» Text passage:

I am SUPER excited at that prospect and so of course have been drooling over new boots (mine are field boots since I like the ability to lace up around the ankles), a new coat (yup, been riding in the same old black HUNT COAT since I was a pre-teen), and white show gloves (although maybe we'll wait on these to make sure I have the hands to do it right!). It is also dangerous to leave me alone with a credit card and a tack catalogue (I would end up with soooo many sets of polo wraps...), so I will keep my purchases under $100 for the time being, and start a piggy bank for the spring.


I had a lesson on Tuesday that I endured with my busted boot zipper (booooooo). It broke right before I got on, unfortunately. I dropped it off at the repair shop on Wednesday, only to be asked for the other (non-broken) boot as well, which my boyfriend dropped off this morning. I guess I should appreciate the dedication of the zipper-repairwoman, who wants to match the zippers on my boots. Unfortunately she said she would probably not be able to finish the job until next week, prompting a mild how-will-I-ride shopping spree this morning. I found paddock boots and half chaps online for a whopping $45 total, and hopefully they will get to me before next Tuesday. If not, I will probably just cancel my lesson and use the extra week for some more practice time, since I did not ride Wednesday or yesterday.

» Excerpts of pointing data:
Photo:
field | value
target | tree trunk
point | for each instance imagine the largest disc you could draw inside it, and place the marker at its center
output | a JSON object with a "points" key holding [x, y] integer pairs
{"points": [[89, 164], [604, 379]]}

» Set tasks:
[a] Answer these questions from the riding blog post:
(i) What type of boots does the writer say they own?
(ii) Under what amount will the writer keep purchases for the time being?
(iii) What was the total price of the paddock boots and half chaps found online?
[b] Write out, word for word, the portion of the riding blog post that opens with the words containing "I had a lesson" and closes with "Wednesday or yesterday.".

» Solutions to the tasks:
[a]
(i) Field boots
(ii) $100
(iii) $45

[b]
I had a lesson on Tuesday that I endured with my busted boot zipper (booooooo). It broke right before I got on, unfortunately. I dropped it off at the repair shop on Wednesday, only to be asked for the other (non-broken) boot as well, which my boyfriend dropped off this morning. I guess I should appreciate the dedication of the zipper-repairwoman, who wants to match the zippers on my boots. Unfortunately she said she would probably not be able to finish the job until next week, prompting a mild how-will-I-ride shopping spree this morning. I found paddock boots and half chaps online for a whopping $45 total, and hopefully they will get to me before next Tuesday. If not, I will probably just cancel my lesson and use the extra week for some more practice time, since I did not ride Wednesday or yesterday.